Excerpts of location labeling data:
· · · · · · ·
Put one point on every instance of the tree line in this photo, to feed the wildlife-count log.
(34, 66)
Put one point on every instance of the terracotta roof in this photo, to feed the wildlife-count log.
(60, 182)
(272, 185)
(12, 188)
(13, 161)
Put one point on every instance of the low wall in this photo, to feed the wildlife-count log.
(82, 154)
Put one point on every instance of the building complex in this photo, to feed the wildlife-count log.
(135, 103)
· · · · · · ·
AIM OF THE EXERCISE:
Output every line of these items as a JSON list of strings, one string per line, leaving out blank lines.

EXPECTED ANSWER:
[
  "Put one point on every instance of the tree line in this photo, to feed the wildlife-count log.",
  "(34, 66)",
  "Put one point on every instance of the terracotta roof in this photo, to feed the wildlife-count log.",
  "(60, 182)",
  "(272, 185)",
  "(12, 188)",
  "(13, 161)",
  "Put one point on every instance of the low wall in this photo, to feed the wildlife-count log.",
  "(82, 154)",
  "Put one point on every instance of the building complex in this photo, to feed the wildlife-count log.",
  "(135, 103)"
]